Reproduce all of the material below, swapping "instance" for "occurrence" and keeping everything else the same. Omit the pictures from your answer.

Records
----------------------------------------
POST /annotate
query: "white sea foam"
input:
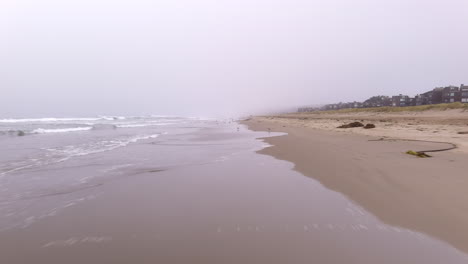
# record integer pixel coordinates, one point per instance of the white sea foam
(143, 125)
(55, 119)
(60, 130)
(46, 120)
(102, 146)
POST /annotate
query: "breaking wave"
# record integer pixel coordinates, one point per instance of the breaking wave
(54, 120)
(61, 154)
(60, 130)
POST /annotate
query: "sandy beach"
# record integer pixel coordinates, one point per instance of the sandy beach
(371, 168)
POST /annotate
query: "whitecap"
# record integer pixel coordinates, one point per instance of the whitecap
(60, 130)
----------------------------------------
* _OUTPUT_
POST /annotate
query: "white sea foam"
input:
# record integer pixel coordinates, one point per occurrence of the white sea foam
(143, 125)
(55, 119)
(60, 130)
(46, 120)
(102, 146)
POST /annotate
query: "breaking wave"
# record integer pixel coordinates, one point per occurrence of the breaking wave
(54, 120)
(61, 154)
(60, 130)
POST /annotate
query: "sandy beach"
# record integer pixel coordinates, one point per occurrence of the sandy beach
(371, 168)
POST /annotate
query: "whitecap"
# record integer pixel coordinates, one point per occurrence of the whitecap
(60, 130)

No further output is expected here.